(What the task asks) Repeat the entries shown below with every word and mark intact.

(Task input)
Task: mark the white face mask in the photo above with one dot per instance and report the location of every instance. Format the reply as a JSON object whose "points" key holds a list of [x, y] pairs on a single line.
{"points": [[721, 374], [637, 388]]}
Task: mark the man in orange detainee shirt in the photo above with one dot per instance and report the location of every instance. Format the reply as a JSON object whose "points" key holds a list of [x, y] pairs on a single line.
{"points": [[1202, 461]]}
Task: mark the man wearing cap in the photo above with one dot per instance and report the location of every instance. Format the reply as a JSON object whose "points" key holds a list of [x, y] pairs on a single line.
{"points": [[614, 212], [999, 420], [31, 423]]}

(Expected output)
Task: mark the white face mask in the photo above with one dot per instance and report the location of every instance. Format the reply as a JSON object whose "points" key holds a list of [x, y] pairs on a single line.
{"points": [[721, 374], [637, 388]]}
Task: mark the man in orange detainee shirt in the photo above with one dot per instance and report the location of every instance. Format the reply as a JSON object whose "points" key holds a list of [x, y] pairs on a single line.
{"points": [[1202, 461]]}
Task: mark the man wearing cap in the photo above with one dot per instance and report the location of every instance. Format the reply as a JSON object whose "points" key holds a list of [x, y] pairs on a single line.
{"points": [[614, 212], [999, 420], [31, 423]]}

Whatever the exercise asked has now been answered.